● YOUR TASK:
State how many lines in the listing below contain the string "window", counting a match only when its case is identical. Give the number alone.

● EXERCISE INPUT:
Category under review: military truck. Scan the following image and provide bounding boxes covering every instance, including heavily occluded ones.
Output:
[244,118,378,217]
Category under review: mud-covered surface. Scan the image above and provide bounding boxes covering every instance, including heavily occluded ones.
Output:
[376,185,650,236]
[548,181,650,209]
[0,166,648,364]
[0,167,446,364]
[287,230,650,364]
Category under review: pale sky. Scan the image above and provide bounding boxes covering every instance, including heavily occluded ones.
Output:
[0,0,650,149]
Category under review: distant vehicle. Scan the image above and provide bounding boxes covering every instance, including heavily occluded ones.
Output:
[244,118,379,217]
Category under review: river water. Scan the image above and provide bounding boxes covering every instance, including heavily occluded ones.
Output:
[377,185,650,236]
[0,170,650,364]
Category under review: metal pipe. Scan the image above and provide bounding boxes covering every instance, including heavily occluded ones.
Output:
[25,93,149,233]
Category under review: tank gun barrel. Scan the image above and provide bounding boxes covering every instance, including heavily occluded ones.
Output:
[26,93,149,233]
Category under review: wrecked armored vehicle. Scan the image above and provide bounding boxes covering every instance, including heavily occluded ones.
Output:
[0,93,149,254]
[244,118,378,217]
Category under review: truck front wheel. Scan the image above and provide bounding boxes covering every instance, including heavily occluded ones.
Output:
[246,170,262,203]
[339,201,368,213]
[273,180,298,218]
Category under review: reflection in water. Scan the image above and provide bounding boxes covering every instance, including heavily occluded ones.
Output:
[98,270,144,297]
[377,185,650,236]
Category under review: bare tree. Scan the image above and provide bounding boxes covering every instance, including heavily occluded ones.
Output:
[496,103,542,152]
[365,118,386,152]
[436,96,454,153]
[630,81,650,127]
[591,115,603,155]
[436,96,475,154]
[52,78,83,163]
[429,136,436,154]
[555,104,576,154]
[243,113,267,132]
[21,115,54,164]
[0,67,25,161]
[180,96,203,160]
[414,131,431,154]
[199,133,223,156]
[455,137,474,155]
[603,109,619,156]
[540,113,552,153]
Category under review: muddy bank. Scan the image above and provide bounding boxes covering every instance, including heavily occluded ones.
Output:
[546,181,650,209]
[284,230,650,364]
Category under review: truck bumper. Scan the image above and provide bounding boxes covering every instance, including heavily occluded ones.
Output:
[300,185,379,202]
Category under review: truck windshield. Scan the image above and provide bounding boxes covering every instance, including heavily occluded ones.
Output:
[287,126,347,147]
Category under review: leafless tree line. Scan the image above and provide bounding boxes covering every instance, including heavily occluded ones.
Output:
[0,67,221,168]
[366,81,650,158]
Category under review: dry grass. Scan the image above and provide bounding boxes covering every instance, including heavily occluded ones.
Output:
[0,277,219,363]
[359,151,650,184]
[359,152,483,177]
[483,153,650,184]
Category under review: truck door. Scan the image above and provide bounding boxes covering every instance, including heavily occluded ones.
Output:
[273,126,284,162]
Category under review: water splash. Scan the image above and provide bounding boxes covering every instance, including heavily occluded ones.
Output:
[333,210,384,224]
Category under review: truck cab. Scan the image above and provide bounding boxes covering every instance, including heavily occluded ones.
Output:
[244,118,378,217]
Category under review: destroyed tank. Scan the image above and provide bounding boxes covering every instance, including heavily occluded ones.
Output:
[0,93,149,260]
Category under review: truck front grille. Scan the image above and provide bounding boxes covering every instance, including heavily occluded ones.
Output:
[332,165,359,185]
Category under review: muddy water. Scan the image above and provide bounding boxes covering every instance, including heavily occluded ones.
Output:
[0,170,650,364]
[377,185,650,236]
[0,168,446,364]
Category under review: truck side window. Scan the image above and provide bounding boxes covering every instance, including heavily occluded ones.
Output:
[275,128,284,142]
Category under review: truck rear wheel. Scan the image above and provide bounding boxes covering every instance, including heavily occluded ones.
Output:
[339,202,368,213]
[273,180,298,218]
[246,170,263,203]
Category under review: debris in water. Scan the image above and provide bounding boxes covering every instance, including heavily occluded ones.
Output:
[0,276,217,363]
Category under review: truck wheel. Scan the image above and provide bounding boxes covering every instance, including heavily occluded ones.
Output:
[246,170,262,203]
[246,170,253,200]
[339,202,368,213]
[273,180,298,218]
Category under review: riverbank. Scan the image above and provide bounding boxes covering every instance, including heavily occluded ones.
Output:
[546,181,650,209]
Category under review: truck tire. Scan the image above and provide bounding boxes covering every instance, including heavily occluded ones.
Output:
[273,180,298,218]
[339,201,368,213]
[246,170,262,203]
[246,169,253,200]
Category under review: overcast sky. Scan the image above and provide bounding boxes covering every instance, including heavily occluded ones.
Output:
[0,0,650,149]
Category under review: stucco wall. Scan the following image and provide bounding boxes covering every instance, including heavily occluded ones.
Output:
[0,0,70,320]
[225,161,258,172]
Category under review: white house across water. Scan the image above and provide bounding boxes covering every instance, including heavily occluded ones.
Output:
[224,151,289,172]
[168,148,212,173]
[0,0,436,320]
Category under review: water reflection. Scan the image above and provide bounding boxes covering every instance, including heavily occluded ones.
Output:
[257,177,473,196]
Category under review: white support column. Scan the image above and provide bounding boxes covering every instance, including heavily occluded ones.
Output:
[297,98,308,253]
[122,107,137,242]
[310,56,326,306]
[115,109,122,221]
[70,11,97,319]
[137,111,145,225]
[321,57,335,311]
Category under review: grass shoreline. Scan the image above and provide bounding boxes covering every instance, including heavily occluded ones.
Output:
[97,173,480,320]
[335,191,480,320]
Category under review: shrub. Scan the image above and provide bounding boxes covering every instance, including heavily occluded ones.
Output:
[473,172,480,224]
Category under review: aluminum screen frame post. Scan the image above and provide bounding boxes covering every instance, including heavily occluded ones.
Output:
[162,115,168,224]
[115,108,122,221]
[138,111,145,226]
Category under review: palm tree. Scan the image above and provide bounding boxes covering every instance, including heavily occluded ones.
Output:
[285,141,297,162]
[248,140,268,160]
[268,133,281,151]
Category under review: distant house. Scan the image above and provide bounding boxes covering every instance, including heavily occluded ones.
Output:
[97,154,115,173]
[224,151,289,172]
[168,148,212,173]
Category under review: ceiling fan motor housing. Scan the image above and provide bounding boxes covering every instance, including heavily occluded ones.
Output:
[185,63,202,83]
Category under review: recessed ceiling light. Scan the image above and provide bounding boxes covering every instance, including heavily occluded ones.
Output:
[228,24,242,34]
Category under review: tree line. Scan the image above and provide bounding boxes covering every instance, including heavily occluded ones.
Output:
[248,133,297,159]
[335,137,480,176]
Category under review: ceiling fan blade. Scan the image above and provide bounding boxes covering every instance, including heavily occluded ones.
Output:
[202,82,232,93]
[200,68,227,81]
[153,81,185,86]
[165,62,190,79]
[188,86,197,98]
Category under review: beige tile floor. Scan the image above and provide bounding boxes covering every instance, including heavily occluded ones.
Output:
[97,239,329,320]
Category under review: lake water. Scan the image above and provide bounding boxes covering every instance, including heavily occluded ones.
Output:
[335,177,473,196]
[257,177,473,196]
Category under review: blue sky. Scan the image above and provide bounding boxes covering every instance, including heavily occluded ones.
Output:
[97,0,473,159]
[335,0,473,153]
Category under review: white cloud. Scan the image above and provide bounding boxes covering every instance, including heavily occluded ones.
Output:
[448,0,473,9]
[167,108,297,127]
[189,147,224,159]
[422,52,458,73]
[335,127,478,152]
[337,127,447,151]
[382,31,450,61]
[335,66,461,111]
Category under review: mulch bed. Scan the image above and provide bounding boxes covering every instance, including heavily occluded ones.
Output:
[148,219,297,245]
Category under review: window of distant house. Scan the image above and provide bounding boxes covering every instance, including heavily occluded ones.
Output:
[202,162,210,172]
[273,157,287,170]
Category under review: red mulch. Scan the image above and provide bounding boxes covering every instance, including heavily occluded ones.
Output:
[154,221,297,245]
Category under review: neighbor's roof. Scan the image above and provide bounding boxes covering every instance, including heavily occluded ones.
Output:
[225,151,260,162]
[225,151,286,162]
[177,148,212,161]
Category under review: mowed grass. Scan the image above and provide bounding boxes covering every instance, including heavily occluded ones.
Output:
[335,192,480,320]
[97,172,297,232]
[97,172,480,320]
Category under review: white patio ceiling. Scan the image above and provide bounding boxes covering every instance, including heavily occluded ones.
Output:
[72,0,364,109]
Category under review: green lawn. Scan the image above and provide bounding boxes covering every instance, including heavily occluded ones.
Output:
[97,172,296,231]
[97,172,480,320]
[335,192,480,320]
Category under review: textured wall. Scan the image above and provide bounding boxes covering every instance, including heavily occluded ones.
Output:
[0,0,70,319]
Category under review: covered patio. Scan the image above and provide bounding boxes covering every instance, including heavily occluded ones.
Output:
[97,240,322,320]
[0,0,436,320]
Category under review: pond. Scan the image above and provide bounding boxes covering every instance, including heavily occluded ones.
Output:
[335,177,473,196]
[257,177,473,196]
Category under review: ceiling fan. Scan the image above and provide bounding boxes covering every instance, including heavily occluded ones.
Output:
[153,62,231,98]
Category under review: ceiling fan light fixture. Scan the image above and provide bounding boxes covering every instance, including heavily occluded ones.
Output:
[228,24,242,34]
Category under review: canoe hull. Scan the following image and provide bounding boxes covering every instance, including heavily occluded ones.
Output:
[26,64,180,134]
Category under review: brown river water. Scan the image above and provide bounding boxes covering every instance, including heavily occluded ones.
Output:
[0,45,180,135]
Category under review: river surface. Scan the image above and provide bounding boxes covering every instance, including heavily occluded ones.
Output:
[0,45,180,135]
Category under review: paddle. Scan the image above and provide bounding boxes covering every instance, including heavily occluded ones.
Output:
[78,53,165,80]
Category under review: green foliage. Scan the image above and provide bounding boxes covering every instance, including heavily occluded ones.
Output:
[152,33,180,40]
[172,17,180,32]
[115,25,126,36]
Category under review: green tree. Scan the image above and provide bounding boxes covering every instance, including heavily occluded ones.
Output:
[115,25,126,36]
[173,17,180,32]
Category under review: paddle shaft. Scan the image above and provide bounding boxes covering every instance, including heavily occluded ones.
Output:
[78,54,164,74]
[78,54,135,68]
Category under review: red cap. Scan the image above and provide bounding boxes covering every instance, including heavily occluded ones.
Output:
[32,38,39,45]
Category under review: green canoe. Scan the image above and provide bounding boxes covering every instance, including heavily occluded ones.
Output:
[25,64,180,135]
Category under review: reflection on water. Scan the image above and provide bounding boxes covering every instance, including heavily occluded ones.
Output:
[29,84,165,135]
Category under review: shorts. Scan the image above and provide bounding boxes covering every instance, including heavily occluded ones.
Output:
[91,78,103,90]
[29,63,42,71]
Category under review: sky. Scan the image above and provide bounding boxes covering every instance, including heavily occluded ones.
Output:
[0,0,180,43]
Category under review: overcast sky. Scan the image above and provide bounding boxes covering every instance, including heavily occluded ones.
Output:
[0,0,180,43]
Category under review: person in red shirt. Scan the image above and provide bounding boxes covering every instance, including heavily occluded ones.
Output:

● TASK ANSWER:
2